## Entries
>> START

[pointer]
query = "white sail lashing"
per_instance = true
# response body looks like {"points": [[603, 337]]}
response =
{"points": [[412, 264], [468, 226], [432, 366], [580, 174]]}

>> END

## WORK TO BE COMPLETED
Copy each of the entries above word for word, with no changes.

## EXERCISE RESPONSE
[pointer]
query = "white sail lashing"
per_instance = true
# response body looks like {"points": [[603, 337]]}
response =
{"points": [[412, 264], [468, 226], [432, 366], [580, 174]]}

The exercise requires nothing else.